§ **WHAT YOU WILL DO**: Copy out, without any change, the rows below, starting with the line that contains "Could you kindly point to the black patent" and going on through the last of the rows.
=======
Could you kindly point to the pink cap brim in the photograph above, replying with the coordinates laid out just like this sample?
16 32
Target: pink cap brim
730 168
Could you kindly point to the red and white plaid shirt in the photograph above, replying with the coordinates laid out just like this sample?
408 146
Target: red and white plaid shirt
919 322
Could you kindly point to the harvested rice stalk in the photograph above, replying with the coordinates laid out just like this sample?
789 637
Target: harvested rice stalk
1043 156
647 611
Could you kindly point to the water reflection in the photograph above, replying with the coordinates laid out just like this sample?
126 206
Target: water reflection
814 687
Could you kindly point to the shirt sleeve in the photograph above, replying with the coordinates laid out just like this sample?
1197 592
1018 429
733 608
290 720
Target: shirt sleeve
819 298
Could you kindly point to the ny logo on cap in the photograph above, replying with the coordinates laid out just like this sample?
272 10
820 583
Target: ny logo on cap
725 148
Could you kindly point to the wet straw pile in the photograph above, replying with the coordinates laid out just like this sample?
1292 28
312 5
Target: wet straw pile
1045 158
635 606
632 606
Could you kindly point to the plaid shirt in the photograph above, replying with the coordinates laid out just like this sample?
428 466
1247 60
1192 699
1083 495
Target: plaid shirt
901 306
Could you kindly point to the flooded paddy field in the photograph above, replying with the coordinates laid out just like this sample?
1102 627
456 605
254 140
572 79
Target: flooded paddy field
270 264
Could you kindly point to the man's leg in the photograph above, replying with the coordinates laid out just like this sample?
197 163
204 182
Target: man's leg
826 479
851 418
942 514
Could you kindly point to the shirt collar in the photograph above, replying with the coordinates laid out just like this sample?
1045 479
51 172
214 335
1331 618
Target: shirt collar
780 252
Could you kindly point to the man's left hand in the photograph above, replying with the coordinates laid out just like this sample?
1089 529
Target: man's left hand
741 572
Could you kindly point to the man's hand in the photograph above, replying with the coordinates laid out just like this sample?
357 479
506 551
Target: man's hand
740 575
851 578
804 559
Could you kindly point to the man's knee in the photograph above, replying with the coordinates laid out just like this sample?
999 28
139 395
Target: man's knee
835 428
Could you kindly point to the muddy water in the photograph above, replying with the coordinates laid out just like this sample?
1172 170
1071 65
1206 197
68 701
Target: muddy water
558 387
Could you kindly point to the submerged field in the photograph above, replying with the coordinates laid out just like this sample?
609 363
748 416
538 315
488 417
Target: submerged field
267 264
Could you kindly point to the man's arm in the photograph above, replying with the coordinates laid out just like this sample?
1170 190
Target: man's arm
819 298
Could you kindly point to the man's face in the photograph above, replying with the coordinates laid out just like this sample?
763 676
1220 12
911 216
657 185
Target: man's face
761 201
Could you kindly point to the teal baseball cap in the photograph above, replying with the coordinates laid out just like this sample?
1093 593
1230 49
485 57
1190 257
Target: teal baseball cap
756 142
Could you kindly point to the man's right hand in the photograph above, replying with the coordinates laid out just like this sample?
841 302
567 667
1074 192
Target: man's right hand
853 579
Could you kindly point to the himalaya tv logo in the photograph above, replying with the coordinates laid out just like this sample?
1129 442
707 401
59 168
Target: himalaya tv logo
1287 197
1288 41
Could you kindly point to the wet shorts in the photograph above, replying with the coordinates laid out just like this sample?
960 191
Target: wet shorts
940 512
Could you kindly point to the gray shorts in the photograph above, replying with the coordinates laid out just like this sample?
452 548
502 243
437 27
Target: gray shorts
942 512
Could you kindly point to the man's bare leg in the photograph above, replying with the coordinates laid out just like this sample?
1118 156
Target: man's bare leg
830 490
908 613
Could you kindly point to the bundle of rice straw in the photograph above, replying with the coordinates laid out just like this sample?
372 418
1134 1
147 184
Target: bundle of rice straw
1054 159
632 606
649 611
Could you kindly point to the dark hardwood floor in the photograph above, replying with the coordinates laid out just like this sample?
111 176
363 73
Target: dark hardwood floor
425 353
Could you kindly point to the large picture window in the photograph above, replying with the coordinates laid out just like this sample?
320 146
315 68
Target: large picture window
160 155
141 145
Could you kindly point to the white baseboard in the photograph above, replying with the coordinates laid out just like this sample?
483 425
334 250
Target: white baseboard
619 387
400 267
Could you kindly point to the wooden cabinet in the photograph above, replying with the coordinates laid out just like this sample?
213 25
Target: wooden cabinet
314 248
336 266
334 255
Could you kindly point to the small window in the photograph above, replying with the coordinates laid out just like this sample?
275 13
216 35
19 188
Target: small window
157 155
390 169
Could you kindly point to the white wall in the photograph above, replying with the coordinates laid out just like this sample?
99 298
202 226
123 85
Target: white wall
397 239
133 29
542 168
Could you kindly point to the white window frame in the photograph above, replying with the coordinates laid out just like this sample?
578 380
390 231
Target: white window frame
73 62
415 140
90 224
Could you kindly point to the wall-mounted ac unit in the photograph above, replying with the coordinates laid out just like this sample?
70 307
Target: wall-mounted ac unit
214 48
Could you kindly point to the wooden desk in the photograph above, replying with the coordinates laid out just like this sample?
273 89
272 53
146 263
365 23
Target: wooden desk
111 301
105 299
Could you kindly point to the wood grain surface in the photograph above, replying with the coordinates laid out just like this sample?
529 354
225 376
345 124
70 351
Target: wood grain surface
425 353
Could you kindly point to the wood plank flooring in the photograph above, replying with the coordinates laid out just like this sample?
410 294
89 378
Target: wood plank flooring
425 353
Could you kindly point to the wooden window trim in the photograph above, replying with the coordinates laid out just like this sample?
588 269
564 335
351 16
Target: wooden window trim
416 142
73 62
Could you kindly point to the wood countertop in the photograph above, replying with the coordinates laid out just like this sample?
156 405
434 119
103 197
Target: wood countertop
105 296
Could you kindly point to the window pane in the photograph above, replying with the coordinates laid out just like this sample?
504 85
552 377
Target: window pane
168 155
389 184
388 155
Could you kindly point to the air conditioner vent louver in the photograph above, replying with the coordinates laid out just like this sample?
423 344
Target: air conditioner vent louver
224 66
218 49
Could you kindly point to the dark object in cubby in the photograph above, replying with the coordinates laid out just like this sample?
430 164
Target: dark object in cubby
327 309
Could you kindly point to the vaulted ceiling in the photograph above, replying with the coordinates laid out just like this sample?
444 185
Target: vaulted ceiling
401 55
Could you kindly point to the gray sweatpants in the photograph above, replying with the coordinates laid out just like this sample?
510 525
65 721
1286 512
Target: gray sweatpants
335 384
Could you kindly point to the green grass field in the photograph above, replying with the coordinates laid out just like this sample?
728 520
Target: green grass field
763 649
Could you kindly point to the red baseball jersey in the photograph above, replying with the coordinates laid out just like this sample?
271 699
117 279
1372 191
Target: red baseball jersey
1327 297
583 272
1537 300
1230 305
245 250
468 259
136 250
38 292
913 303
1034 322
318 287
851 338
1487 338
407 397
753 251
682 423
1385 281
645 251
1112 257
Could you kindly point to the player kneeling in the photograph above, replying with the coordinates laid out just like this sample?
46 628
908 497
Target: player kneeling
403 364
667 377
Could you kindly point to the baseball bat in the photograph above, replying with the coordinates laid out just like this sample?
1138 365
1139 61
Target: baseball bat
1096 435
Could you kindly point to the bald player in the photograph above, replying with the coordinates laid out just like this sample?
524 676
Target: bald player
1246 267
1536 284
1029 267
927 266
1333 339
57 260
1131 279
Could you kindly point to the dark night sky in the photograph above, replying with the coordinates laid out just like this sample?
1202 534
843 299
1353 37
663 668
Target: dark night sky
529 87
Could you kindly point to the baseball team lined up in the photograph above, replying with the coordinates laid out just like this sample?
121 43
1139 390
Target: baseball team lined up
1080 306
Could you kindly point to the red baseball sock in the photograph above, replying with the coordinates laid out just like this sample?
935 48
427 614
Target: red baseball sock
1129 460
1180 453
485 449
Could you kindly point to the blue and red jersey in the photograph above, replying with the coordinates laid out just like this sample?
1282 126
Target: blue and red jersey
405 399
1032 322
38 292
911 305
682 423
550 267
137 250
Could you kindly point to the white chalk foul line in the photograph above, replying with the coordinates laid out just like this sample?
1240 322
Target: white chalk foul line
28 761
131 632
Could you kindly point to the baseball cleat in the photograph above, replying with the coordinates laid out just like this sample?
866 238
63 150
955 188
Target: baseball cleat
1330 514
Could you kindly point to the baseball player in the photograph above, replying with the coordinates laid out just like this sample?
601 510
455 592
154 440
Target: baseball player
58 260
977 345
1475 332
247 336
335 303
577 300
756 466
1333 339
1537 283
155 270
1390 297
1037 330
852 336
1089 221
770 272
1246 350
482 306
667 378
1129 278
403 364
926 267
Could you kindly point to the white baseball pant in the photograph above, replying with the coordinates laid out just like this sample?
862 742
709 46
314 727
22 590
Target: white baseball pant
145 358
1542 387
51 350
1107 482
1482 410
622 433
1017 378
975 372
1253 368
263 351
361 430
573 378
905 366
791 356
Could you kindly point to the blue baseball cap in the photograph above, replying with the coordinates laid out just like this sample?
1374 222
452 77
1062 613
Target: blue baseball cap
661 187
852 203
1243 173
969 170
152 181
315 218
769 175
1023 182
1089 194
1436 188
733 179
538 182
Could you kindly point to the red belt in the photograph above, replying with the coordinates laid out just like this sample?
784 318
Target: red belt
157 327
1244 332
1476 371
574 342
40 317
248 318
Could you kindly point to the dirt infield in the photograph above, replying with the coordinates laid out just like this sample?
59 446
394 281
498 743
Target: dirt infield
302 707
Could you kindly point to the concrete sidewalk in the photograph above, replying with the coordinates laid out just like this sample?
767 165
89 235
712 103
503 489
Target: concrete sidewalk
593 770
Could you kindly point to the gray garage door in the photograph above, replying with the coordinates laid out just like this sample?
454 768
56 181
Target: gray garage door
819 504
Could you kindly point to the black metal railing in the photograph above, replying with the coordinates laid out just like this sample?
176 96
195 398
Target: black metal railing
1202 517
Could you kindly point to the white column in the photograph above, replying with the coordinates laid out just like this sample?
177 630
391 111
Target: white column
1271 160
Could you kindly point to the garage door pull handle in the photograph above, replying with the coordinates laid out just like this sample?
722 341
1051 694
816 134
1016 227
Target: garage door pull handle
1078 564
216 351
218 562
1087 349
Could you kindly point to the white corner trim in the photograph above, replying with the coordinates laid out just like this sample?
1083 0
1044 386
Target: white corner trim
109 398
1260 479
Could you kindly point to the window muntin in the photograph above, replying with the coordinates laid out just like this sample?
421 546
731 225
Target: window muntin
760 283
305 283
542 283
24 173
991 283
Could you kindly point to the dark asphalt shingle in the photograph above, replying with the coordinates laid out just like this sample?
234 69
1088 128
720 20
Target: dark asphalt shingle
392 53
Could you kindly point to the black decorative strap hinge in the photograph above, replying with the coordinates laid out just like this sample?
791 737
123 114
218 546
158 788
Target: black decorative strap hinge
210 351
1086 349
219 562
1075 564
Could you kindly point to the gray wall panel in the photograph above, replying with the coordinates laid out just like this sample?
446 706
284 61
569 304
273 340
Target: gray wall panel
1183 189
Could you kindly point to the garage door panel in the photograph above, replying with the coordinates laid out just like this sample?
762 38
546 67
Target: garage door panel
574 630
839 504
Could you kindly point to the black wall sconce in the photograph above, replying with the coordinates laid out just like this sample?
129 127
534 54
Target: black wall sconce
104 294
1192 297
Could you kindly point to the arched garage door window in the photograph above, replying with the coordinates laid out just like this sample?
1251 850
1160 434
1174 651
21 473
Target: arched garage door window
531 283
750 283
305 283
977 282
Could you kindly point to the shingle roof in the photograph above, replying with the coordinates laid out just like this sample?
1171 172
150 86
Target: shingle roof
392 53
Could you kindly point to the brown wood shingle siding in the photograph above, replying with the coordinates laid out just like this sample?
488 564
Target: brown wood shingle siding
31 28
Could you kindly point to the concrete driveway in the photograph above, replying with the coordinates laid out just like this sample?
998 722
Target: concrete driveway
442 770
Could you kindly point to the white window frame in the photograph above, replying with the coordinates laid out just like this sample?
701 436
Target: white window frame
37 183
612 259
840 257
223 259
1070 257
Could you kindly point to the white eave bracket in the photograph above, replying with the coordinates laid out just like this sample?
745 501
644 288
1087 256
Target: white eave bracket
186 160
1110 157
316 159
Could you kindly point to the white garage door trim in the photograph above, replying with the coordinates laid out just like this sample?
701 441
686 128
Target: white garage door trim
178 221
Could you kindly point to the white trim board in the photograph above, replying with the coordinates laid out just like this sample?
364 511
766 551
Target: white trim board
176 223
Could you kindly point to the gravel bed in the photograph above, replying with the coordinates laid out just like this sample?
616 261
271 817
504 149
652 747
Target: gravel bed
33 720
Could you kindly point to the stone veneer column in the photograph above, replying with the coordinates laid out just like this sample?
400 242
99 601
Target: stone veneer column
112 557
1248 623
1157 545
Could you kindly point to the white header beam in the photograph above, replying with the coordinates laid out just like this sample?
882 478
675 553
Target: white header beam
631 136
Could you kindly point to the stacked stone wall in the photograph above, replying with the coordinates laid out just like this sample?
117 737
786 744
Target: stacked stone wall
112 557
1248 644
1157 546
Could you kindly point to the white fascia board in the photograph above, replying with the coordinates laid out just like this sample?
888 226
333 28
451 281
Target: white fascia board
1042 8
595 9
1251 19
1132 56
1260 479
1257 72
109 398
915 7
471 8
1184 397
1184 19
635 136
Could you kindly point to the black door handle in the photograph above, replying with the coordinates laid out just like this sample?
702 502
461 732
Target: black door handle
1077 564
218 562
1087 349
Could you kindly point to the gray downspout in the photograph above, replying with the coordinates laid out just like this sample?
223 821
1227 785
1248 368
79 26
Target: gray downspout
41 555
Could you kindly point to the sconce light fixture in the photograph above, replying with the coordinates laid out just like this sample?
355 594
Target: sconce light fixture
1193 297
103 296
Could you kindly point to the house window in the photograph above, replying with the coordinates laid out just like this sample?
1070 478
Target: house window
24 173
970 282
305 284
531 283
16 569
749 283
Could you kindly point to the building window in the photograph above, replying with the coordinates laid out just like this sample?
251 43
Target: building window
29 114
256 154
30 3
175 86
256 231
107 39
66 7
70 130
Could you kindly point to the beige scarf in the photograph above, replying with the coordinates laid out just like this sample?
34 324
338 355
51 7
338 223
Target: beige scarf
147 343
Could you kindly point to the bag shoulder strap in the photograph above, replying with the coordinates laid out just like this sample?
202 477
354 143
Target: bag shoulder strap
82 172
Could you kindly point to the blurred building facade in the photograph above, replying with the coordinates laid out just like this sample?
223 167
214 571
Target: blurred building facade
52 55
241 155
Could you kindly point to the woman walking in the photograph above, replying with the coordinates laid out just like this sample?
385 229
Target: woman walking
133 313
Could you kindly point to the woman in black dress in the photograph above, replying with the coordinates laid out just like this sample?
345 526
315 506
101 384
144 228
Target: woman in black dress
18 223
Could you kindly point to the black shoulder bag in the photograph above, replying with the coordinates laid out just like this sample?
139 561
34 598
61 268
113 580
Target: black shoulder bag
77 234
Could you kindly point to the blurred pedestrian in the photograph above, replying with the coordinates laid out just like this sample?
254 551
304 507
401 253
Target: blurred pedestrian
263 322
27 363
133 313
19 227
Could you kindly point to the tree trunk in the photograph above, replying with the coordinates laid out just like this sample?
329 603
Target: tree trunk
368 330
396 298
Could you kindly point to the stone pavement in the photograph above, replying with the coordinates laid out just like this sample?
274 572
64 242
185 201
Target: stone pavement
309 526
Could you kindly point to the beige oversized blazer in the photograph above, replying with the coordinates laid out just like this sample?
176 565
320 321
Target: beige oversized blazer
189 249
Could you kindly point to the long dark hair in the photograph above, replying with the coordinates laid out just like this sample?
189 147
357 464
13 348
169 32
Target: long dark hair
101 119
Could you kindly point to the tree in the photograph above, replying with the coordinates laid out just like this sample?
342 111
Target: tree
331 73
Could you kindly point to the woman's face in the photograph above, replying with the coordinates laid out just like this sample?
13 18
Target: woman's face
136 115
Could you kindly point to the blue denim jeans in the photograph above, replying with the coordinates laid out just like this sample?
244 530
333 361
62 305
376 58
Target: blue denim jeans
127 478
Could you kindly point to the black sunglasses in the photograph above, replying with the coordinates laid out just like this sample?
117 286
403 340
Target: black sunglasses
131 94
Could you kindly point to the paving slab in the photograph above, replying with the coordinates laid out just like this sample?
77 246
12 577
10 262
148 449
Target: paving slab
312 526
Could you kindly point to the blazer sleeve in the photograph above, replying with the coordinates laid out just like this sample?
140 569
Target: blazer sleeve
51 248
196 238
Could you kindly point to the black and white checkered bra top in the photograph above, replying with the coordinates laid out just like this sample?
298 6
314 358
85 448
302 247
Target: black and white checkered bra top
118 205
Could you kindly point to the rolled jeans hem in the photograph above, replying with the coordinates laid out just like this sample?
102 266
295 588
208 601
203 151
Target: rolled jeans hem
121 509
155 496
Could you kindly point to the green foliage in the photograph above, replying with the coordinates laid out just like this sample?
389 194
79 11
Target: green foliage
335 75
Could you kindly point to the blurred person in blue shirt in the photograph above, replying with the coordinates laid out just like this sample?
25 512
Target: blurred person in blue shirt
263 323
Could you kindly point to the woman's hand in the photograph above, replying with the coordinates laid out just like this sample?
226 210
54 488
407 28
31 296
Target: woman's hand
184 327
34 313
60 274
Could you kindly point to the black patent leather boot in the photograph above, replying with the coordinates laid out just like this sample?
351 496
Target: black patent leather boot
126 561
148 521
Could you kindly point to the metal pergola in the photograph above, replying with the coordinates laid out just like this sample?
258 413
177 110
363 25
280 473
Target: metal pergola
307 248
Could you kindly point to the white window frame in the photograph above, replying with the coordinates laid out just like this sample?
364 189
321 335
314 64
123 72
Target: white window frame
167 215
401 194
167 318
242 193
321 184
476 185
=======
§ **RESULT FOR THIS TASK**:
Could you kindly point to the black patent leather boot in the photograph above, replying with the coordinates laid out just like this sample?
351 496
Target: black patent leather boot
126 561
148 521
Could you kindly point to the metal pergola in the photograph above, replying with the coordinates laid out just like this sample?
258 413
177 110
363 25
280 473
Target: metal pergola
307 248
Could you kindly point to the white window frame in the photograph above, replying with the coordinates laid out just like this sample?
364 189
321 335
314 64
123 72
Target: white window frame
167 215
401 194
167 318
242 193
321 184
476 185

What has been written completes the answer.